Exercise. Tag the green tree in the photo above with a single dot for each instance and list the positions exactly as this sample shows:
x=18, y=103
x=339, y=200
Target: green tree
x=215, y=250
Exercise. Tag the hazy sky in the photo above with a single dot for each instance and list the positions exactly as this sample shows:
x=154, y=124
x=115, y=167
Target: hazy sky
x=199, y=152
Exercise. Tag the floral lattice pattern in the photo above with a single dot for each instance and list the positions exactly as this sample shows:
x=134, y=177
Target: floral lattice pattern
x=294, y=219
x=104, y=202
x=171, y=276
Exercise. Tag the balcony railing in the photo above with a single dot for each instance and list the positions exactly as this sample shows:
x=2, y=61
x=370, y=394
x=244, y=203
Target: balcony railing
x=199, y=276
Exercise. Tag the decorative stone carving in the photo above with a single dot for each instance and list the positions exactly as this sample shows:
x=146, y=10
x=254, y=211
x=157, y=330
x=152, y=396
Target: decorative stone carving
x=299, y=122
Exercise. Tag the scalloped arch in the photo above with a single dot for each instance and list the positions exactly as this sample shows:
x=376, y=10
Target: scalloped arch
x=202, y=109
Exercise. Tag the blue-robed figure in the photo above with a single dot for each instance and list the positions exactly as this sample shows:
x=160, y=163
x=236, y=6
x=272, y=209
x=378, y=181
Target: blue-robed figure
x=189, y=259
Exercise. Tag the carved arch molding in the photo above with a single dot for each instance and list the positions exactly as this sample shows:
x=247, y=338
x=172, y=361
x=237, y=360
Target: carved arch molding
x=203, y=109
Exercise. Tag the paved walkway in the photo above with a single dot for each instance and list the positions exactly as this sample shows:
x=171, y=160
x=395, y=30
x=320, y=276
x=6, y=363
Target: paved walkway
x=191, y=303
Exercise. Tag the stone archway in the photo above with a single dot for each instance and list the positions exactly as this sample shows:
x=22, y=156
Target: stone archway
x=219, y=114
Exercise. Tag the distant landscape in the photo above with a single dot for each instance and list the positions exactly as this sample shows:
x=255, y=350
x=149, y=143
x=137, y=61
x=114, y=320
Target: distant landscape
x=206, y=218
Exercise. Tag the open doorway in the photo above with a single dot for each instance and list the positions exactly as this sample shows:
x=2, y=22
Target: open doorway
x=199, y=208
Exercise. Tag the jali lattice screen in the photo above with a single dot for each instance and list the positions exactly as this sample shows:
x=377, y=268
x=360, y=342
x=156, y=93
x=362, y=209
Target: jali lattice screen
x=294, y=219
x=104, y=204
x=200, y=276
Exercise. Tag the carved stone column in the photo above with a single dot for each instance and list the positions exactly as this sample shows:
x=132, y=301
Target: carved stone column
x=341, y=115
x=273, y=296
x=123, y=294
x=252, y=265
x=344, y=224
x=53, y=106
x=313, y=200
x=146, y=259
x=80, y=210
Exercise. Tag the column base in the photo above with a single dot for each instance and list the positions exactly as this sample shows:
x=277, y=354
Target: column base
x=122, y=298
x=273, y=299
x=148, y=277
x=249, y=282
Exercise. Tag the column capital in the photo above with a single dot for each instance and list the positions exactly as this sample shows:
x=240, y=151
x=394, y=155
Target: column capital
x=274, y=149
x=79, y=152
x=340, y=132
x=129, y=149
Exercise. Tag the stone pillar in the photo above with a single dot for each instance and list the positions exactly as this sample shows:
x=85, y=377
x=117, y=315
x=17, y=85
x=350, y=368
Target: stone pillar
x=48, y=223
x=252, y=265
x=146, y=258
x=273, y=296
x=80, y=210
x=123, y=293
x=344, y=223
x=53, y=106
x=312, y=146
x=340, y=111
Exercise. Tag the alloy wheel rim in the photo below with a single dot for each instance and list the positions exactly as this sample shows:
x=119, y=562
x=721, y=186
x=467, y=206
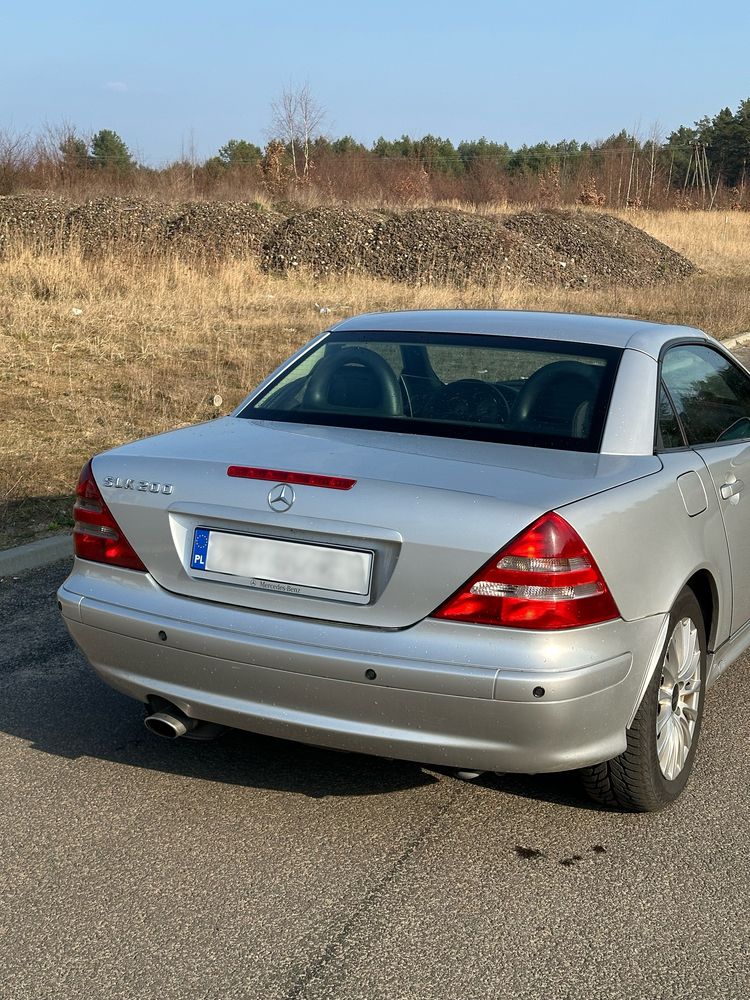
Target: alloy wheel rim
x=679, y=696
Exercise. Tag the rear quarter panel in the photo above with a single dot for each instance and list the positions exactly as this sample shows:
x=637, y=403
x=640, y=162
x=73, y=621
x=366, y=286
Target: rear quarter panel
x=648, y=546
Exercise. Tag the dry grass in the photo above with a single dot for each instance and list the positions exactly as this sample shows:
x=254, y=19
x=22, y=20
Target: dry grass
x=154, y=340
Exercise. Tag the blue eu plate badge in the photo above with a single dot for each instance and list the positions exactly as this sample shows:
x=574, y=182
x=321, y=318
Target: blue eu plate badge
x=200, y=549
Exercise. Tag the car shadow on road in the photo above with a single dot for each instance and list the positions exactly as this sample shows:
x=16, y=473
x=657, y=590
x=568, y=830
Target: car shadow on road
x=86, y=719
x=51, y=699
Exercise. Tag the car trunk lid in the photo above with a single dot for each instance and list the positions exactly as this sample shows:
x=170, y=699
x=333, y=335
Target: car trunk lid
x=423, y=514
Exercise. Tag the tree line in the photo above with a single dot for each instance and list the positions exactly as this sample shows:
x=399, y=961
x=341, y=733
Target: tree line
x=701, y=165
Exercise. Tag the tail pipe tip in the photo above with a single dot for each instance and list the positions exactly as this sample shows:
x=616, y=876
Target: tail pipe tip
x=169, y=725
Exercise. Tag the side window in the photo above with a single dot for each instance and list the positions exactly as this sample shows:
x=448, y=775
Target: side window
x=669, y=434
x=711, y=395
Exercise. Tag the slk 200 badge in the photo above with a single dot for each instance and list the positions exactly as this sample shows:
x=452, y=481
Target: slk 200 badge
x=141, y=485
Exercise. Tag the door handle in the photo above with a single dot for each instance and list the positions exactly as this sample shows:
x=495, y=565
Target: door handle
x=733, y=489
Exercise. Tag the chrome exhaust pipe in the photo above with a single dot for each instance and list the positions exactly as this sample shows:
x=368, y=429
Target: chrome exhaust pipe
x=169, y=724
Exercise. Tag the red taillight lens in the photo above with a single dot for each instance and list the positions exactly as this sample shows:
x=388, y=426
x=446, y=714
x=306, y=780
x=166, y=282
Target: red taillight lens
x=295, y=478
x=546, y=578
x=96, y=535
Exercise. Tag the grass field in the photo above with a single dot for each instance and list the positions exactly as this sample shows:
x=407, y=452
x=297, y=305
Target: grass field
x=97, y=352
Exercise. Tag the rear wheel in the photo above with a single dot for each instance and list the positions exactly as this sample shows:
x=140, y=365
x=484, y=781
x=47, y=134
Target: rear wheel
x=656, y=765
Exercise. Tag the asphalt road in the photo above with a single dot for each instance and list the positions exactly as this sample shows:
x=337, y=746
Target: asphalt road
x=255, y=868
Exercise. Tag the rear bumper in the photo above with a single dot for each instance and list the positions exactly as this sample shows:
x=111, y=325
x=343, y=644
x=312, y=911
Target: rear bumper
x=451, y=694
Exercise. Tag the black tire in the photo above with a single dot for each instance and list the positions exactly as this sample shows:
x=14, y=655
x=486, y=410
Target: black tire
x=634, y=781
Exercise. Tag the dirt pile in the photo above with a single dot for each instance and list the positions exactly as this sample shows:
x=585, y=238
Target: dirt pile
x=105, y=224
x=421, y=246
x=441, y=246
x=444, y=246
x=587, y=248
x=40, y=222
x=323, y=241
x=221, y=229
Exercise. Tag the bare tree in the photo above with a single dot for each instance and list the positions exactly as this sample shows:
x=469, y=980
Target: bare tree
x=310, y=115
x=14, y=159
x=296, y=119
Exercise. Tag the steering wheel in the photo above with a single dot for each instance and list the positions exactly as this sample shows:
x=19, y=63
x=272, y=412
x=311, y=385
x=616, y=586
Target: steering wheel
x=471, y=400
x=334, y=367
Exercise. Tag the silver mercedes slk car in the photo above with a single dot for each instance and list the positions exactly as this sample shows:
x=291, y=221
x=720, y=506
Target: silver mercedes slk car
x=498, y=541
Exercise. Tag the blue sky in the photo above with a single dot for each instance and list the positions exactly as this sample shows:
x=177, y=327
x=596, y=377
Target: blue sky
x=163, y=74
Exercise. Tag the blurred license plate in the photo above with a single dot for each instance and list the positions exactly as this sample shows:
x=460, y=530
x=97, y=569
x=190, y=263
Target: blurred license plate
x=291, y=567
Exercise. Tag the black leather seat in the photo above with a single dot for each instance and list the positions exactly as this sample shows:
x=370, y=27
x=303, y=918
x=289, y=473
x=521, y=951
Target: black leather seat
x=558, y=399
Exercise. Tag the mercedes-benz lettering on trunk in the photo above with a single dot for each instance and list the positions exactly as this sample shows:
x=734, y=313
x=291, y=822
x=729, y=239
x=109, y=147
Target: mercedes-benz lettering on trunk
x=493, y=541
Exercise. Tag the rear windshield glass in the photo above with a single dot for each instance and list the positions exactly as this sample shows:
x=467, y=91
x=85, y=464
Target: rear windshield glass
x=549, y=394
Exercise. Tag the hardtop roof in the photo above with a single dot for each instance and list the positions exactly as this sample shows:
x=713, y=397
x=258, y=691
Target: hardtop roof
x=610, y=331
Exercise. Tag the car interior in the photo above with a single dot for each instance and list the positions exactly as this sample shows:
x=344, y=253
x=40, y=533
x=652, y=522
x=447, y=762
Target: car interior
x=555, y=398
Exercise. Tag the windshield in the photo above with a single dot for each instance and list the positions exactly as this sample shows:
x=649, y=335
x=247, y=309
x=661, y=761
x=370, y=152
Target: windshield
x=549, y=394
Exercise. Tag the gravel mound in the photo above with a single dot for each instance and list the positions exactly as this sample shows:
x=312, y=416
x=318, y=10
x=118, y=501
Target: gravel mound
x=104, y=224
x=591, y=249
x=440, y=246
x=39, y=222
x=323, y=241
x=421, y=246
x=221, y=229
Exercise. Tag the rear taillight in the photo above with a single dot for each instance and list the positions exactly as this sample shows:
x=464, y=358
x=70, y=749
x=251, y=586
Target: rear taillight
x=546, y=578
x=96, y=535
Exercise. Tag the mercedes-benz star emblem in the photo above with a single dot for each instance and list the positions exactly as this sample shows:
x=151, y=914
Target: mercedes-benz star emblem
x=281, y=497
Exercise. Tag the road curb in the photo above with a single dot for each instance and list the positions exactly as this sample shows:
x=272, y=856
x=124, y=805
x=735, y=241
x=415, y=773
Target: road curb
x=35, y=554
x=738, y=341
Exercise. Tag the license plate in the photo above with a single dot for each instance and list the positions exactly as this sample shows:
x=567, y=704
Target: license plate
x=275, y=564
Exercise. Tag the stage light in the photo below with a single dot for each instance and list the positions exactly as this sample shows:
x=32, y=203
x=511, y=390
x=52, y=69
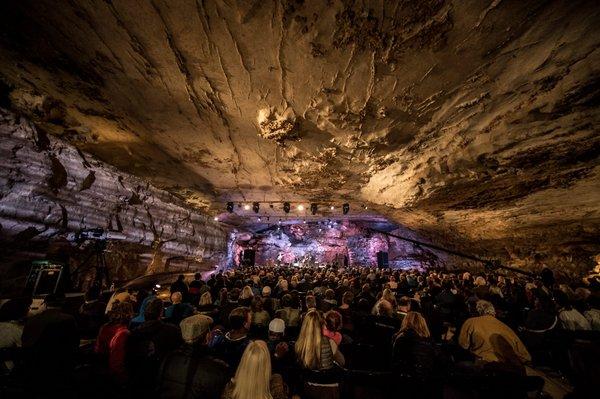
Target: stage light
x=313, y=209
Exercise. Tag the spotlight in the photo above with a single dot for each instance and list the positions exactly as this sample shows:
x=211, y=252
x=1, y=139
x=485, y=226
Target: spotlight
x=313, y=209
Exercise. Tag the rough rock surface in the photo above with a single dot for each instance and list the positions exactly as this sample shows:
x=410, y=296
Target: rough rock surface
x=49, y=188
x=328, y=243
x=474, y=123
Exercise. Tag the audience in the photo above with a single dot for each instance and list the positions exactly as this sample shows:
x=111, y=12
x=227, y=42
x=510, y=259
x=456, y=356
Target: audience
x=192, y=349
x=253, y=378
x=191, y=371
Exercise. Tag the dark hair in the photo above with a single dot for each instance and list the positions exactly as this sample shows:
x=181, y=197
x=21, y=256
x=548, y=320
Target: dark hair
x=238, y=317
x=333, y=320
x=348, y=297
x=153, y=310
x=92, y=293
x=286, y=300
x=14, y=309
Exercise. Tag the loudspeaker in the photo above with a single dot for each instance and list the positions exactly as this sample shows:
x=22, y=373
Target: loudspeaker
x=248, y=257
x=382, y=260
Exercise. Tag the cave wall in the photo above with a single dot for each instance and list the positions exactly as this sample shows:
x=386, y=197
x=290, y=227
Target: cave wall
x=49, y=188
x=326, y=242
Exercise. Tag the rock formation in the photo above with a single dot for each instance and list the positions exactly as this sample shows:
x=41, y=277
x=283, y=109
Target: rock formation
x=473, y=123
x=49, y=188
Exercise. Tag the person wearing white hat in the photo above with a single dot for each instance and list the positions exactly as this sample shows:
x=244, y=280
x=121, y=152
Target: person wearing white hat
x=191, y=371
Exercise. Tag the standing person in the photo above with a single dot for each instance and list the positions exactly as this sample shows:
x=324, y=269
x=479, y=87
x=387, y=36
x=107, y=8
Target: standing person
x=231, y=348
x=190, y=371
x=314, y=350
x=413, y=350
x=195, y=289
x=180, y=286
x=253, y=378
x=50, y=343
x=91, y=314
x=12, y=315
x=492, y=341
x=112, y=340
x=148, y=345
x=179, y=310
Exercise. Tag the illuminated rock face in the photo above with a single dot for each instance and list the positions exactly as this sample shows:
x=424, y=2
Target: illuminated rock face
x=474, y=123
x=329, y=243
x=49, y=188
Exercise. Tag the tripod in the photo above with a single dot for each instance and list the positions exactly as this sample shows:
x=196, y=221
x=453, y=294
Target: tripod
x=97, y=260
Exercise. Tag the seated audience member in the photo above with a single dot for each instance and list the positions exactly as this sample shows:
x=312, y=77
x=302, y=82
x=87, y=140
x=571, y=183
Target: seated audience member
x=269, y=304
x=246, y=296
x=112, y=340
x=195, y=289
x=190, y=371
x=180, y=286
x=178, y=310
x=290, y=315
x=148, y=345
x=50, y=344
x=569, y=317
x=413, y=350
x=260, y=317
x=231, y=347
x=253, y=378
x=404, y=305
x=314, y=350
x=12, y=316
x=227, y=306
x=332, y=326
x=345, y=310
x=329, y=302
x=140, y=318
x=365, y=294
x=592, y=314
x=91, y=314
x=542, y=317
x=490, y=340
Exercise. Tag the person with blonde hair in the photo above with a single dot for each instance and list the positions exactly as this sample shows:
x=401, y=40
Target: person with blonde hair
x=246, y=296
x=413, y=351
x=314, y=350
x=253, y=378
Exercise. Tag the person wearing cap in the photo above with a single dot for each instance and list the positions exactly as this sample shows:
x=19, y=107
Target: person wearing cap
x=281, y=357
x=190, y=371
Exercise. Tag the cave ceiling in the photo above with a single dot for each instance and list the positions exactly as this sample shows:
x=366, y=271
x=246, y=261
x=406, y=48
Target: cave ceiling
x=478, y=119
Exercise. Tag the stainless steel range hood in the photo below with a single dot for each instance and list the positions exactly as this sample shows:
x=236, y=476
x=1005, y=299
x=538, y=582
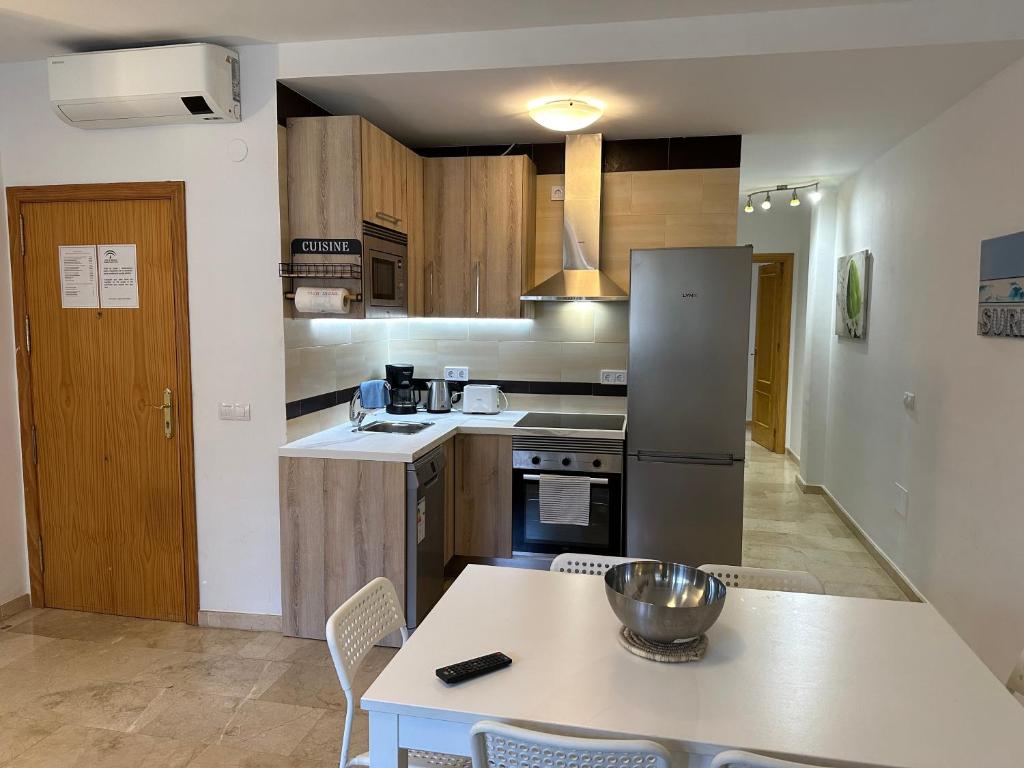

*****

# WORK TO BE COMPLETED
Convert the items from the first line up to and including the line with "x=299, y=122" into a Markdown table with the columns Row and Line, numbering each line in Row, putting its text in Line, and leaving out any blank lines.

# COMPLETE ANSWER
| Row | Line |
|---|---|
| 1 | Exercise. Tag the green tree in the photo above with a single dot for each instance and list the positions exactly as this sample shows: |
| 2 | x=18, y=103 |
| 3 | x=339, y=200 |
| 4 | Target: green tree |
| 5 | x=215, y=250 |
| 6 | Exercise. Tag the hazy sky in the photo above with a single dot for each instance and list the positions exactly as this sample shows: |
| 7 | x=154, y=124 |
| 8 | x=115, y=167 |
| 9 | Target: hazy sky |
| 10 | x=199, y=152 |
| 11 | Exercise. Tag the floral lattice pattern in the photo above with a single dot for each instance and list the positions exactly as this sample shows: |
| 12 | x=134, y=177 |
| 13 | Target: floral lattice pattern |
| 14 | x=294, y=219 |
| 15 | x=104, y=202 |
| 16 | x=171, y=276 |
| 17 | Exercise. Tag the balcony railing in the photo above with a single dot for each instance and list the positions exactly as this sample shows: |
| 18 | x=2, y=61 |
| 19 | x=370, y=394 |
| 20 | x=244, y=203 |
| 21 | Target: balcony railing |
| 22 | x=199, y=276 |
| 23 | Exercise. Tag the decorative stone carving in the photo above with a single dot for each instance and list the positions exactly as this sample shows: |
| 24 | x=146, y=10 |
| 25 | x=254, y=211 |
| 26 | x=157, y=330 |
| 27 | x=152, y=396 |
| 28 | Target: decorative stone carving |
| 29 | x=299, y=122 |